__Text block__.
○ ○ ○ ○ ○ ○ ○

The churches are being rebuilt and they are supposed to get 
some of the property. Of course, the property, if it goes 
anywhere, is going to go to registered churches, the official 
churches. Sometimes the underground feels that it ought to be 
getting this property instead. It is complicated, because some 
of this property has become very valuable. For instance, the 
property around the main cathedral in Shanghai was basically a 
rural area in the early 20th century, but now it is the heart 
of the commercial district of Shanghai. The real estate is 
worth a fortune there. If the Church in Shanghai got all the 
property back that it owned before 1949, it would be fabulously 
wealthy. Even so, it has gotten a portion back and actually it 
is quite well off because it has developed that into office 
buildings, and so forth. The government is not going to give it 
all back because it has become too valuable now, but then there 
is contention about how much it should give back, and so forth. 
This is one source of some of the controversies that you have 
over the church money.
    Mr. Foarde. Interesting.
    Sister Janet Carroll. Frequently they will trade 
properties, too. At Fushun in Liaoning Province, they have just 
traded what had been Maryknoll property located in the heart of 
the city for a large tract of land on the edge of town, given 
to the Community of Sisters where they have now just built a 
monumental building. They had to do that because the scope of 
the land dictates the size of the building. So they built a 
center, a home for their elderly sisters, and a formation and 
training center for the young sisters, and so on. It was a 
tradeoff. In fact, it was of interest to them. They really did 
not want to be in the hubbub of the downtown market, anyway, so 
they were glad to be rid of the property.
    Mr. Foarde. Interesting. Let me go to Dave Dorman for more 
questions.
    Dave.
    Mr. Dorman. Sister Janet, I wanted to refer to your written 
statement. I appreciate your introduction and your reference to 
the importance of seeking ways to build bridges and 
opportunities with the Chinese Government and the Chinese 
people, and to use these bridges in a constructive and 
cooperative way to help China realize a democratic future. I am 
sure that Senator Hagel would agree as well. I use that as an 
opening because this Commission is dealing with some of the 
most difficult and contentious issues in the U.S.-China 
relationship. Some of those fall within the area of religion. 
In your written statement, you build a very nuanced argument 
that I found interesting.
    In one paragraph, in particular, you refer to times where 
Chinese Christians and other believers find themselves in 
political conflict with the state, and then suggest that their 
actions are too confrontational. Now, it seems to me--and I 
emphasize the word ``seems''--that this sort of argument does 
not take into account individuals in China who peacefully 
express their religious views and find themselves in prison. 
This is a difficult issue for the Commission. As both of you 
have pointed out today, there are positive developments in 
China regarding Catholics. At the same time, many religious 
believers in China are suffering severe repression.
    How would you add this piece to the argument that you 
present in your written testimony? Also, I would ask, could you 
offer some guidance to the Commission in terms of building 
opportunities and bridges with China on the issue of religious 
freedom.

○ ○ ○ ○ ○ ○ ○

In the hearing transcript, what did the former Maryknoll property in the heart of Fushun get traded for?

[Entries listed in a dataset]
○ ○ ○ ○ ○ ○ ○

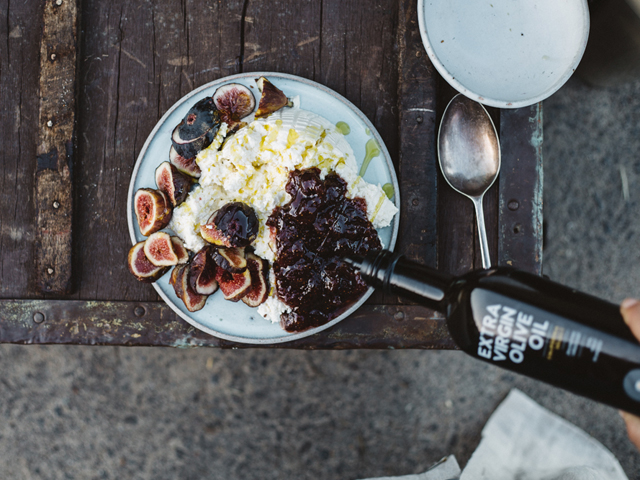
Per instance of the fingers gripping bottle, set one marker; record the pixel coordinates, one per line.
(524, 323)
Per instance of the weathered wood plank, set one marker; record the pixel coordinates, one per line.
(139, 59)
(55, 150)
(520, 185)
(418, 167)
(154, 323)
(20, 28)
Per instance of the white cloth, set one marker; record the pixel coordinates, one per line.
(445, 469)
(525, 441)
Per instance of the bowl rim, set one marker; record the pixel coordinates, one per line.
(494, 102)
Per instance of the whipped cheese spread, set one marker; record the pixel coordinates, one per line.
(253, 167)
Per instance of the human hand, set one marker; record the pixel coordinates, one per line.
(630, 310)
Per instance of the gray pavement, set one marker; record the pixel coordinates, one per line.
(139, 413)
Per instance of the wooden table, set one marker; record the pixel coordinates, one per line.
(79, 99)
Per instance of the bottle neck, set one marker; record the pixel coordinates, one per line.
(395, 274)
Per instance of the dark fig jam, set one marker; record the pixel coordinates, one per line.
(313, 232)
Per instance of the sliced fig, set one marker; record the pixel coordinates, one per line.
(159, 250)
(153, 210)
(258, 269)
(181, 252)
(202, 274)
(231, 259)
(173, 183)
(234, 286)
(234, 101)
(175, 277)
(141, 267)
(200, 119)
(272, 99)
(191, 149)
(235, 224)
(184, 164)
(179, 279)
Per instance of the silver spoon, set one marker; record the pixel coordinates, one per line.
(469, 156)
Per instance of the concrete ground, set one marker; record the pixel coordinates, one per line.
(139, 413)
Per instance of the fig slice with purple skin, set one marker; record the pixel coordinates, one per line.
(181, 252)
(153, 210)
(173, 183)
(272, 99)
(202, 274)
(159, 250)
(233, 286)
(180, 281)
(140, 266)
(185, 165)
(191, 149)
(235, 224)
(231, 259)
(258, 269)
(234, 102)
(202, 118)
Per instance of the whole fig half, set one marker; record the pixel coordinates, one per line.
(259, 271)
(153, 210)
(181, 252)
(272, 99)
(159, 250)
(191, 149)
(233, 286)
(173, 183)
(234, 101)
(202, 275)
(140, 266)
(231, 259)
(200, 119)
(235, 224)
(184, 164)
(180, 281)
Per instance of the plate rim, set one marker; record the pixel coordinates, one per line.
(385, 154)
(493, 102)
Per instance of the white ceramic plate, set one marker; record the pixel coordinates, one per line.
(236, 321)
(505, 53)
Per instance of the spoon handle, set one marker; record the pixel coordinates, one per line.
(482, 233)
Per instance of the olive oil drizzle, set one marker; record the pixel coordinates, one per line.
(372, 151)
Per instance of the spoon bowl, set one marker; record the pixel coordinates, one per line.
(469, 156)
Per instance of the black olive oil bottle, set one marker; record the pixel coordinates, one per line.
(524, 323)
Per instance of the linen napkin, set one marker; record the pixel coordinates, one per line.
(525, 441)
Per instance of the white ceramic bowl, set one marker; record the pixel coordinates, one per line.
(505, 53)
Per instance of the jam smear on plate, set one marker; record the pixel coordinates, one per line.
(313, 232)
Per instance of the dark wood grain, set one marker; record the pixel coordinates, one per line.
(20, 29)
(154, 323)
(138, 58)
(520, 185)
(56, 146)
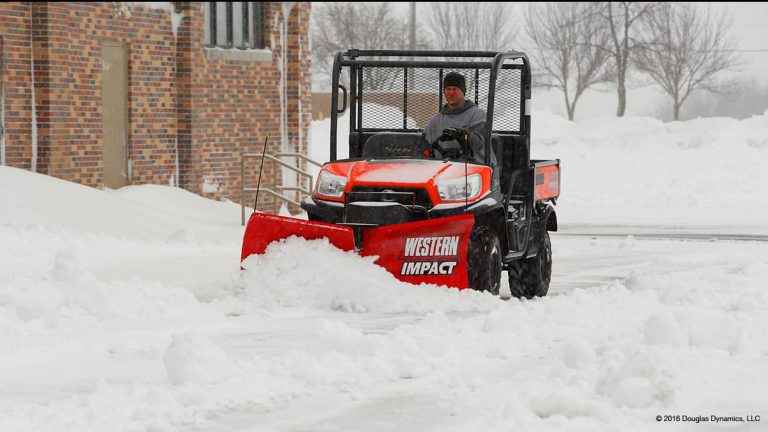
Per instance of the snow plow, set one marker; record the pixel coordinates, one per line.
(456, 218)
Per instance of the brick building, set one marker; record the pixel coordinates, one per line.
(109, 94)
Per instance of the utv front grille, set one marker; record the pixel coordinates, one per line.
(404, 196)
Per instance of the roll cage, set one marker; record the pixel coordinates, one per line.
(499, 97)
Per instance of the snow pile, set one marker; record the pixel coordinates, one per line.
(315, 275)
(642, 171)
(638, 170)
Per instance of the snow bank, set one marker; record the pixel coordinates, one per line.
(304, 274)
(138, 212)
(645, 172)
(641, 171)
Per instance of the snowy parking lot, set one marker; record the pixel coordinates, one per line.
(126, 310)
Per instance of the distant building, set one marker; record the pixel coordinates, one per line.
(110, 94)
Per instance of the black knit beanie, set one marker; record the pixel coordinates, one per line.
(455, 79)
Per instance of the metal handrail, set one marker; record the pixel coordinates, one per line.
(277, 160)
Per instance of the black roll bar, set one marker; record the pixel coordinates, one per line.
(351, 59)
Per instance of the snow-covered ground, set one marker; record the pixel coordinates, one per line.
(126, 310)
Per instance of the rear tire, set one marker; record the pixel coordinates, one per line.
(484, 261)
(530, 278)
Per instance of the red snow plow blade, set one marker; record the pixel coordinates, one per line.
(432, 251)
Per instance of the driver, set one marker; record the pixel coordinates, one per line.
(459, 122)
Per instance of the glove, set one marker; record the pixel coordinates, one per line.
(455, 133)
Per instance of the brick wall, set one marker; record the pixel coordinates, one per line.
(211, 110)
(15, 21)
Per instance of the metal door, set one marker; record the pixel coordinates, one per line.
(114, 98)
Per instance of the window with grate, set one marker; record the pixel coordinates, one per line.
(237, 25)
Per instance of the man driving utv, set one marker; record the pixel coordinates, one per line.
(459, 124)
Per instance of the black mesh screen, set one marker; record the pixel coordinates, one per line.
(387, 105)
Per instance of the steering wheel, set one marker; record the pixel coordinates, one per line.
(449, 149)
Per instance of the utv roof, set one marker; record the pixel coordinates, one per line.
(481, 66)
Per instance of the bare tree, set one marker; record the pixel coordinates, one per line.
(341, 26)
(621, 21)
(690, 48)
(569, 40)
(462, 26)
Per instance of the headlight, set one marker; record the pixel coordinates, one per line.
(460, 189)
(330, 185)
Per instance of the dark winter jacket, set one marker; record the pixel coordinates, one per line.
(468, 117)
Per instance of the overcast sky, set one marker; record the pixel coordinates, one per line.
(750, 28)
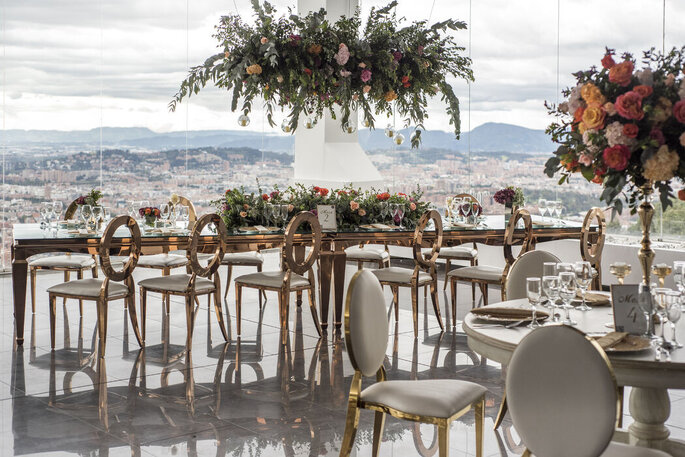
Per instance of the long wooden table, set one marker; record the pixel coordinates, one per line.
(30, 240)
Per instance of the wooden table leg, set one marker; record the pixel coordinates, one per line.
(19, 275)
(339, 261)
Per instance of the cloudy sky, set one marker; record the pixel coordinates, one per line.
(79, 64)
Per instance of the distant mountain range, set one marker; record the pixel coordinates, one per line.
(489, 137)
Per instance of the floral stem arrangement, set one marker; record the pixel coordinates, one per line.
(353, 207)
(624, 128)
(308, 65)
(150, 214)
(510, 196)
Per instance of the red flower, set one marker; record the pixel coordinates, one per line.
(631, 130)
(617, 157)
(608, 61)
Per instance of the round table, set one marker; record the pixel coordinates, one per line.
(649, 380)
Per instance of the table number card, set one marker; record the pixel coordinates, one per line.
(628, 316)
(326, 214)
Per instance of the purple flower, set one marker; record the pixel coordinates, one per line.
(366, 75)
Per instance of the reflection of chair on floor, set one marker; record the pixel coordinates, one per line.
(433, 401)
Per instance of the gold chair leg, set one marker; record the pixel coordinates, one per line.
(79, 275)
(436, 303)
(33, 289)
(480, 424)
(444, 439)
(378, 424)
(238, 305)
(53, 311)
(502, 412)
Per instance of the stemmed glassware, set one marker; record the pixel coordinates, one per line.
(534, 293)
(567, 292)
(583, 272)
(550, 286)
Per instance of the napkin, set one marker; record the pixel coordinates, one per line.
(611, 339)
(595, 299)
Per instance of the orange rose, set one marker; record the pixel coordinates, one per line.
(621, 73)
(593, 117)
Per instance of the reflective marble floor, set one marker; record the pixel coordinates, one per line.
(248, 397)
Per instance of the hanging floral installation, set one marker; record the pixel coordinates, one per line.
(308, 66)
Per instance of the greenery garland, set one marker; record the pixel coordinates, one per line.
(310, 65)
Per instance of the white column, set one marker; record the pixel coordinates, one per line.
(325, 155)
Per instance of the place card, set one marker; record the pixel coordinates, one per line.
(326, 215)
(628, 315)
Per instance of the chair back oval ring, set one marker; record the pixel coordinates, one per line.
(526, 243)
(191, 252)
(426, 260)
(366, 323)
(106, 244)
(289, 251)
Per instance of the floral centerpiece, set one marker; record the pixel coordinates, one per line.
(150, 214)
(353, 207)
(624, 129)
(310, 65)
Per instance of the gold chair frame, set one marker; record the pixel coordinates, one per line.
(425, 263)
(592, 244)
(355, 404)
(125, 276)
(527, 244)
(290, 265)
(189, 292)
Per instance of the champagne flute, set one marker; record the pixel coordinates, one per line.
(583, 272)
(534, 293)
(550, 286)
(567, 292)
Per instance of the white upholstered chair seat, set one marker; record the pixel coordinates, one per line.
(176, 283)
(399, 275)
(88, 288)
(272, 279)
(253, 258)
(63, 261)
(367, 252)
(435, 397)
(482, 272)
(454, 252)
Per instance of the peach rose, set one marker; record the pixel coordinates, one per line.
(593, 117)
(621, 73)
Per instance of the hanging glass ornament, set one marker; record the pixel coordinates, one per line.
(390, 131)
(349, 128)
(243, 120)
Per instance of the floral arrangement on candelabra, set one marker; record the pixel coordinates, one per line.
(309, 65)
(150, 214)
(353, 207)
(625, 130)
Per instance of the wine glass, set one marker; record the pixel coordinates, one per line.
(550, 286)
(534, 293)
(542, 207)
(674, 312)
(583, 272)
(567, 292)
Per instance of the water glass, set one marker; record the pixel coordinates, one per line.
(567, 292)
(583, 271)
(550, 286)
(534, 294)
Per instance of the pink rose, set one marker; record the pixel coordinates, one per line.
(679, 111)
(366, 75)
(617, 157)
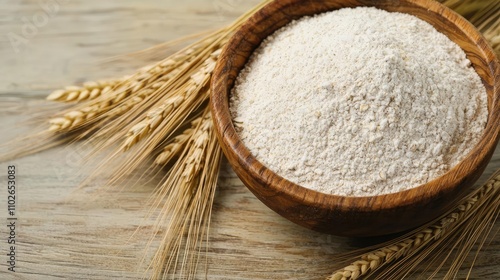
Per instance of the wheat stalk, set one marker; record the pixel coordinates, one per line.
(145, 109)
(485, 197)
(177, 145)
(194, 91)
(185, 200)
(89, 90)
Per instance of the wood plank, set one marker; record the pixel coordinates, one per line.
(68, 234)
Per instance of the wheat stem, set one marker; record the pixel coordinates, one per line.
(195, 89)
(88, 91)
(177, 144)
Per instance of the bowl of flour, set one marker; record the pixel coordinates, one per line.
(357, 120)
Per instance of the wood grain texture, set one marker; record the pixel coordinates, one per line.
(72, 235)
(355, 216)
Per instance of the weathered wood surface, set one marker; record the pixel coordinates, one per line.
(63, 234)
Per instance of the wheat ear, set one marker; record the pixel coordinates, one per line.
(177, 144)
(185, 200)
(184, 98)
(89, 90)
(414, 243)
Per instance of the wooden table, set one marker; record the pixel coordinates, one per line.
(68, 234)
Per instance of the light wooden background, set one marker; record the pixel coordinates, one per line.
(88, 238)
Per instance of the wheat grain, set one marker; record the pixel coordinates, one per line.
(432, 233)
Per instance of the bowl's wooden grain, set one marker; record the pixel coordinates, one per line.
(354, 216)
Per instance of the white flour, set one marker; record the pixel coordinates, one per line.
(359, 102)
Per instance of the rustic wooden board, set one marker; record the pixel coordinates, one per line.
(68, 234)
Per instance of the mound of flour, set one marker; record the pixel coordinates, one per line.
(359, 102)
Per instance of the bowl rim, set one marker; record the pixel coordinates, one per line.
(230, 140)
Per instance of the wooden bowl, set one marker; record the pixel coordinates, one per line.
(354, 216)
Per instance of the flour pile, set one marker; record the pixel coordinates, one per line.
(359, 102)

○ ○ ○ ○ ○ ○ ○

__Answer__.
It was traded for a large tract of land on the edge of town.